■ SET TASK
Rewrite the data below as a numbered list, beginning with the line that contains "of the sky." and ending with the last line of the data. Omit any blank lines.

■ DATASET RECORDS
━━━
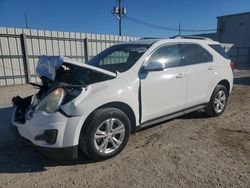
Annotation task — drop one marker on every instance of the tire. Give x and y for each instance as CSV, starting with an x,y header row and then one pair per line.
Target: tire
x,y
108,128
215,108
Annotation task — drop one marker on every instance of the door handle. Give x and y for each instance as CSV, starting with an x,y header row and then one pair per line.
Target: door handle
x,y
210,68
180,75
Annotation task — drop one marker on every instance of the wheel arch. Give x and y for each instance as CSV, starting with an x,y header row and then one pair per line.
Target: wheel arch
x,y
226,84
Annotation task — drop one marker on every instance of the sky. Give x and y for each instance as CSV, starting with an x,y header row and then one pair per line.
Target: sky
x,y
95,16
━━━
■ RESPONSE TO THIS TASK
1. Annotation task — drop one marker on every instance of the sky. Give x and y for each instance as CSV, starting with an x,y header row and then one pair per line.
2. Target: sky
3. x,y
4. 95,16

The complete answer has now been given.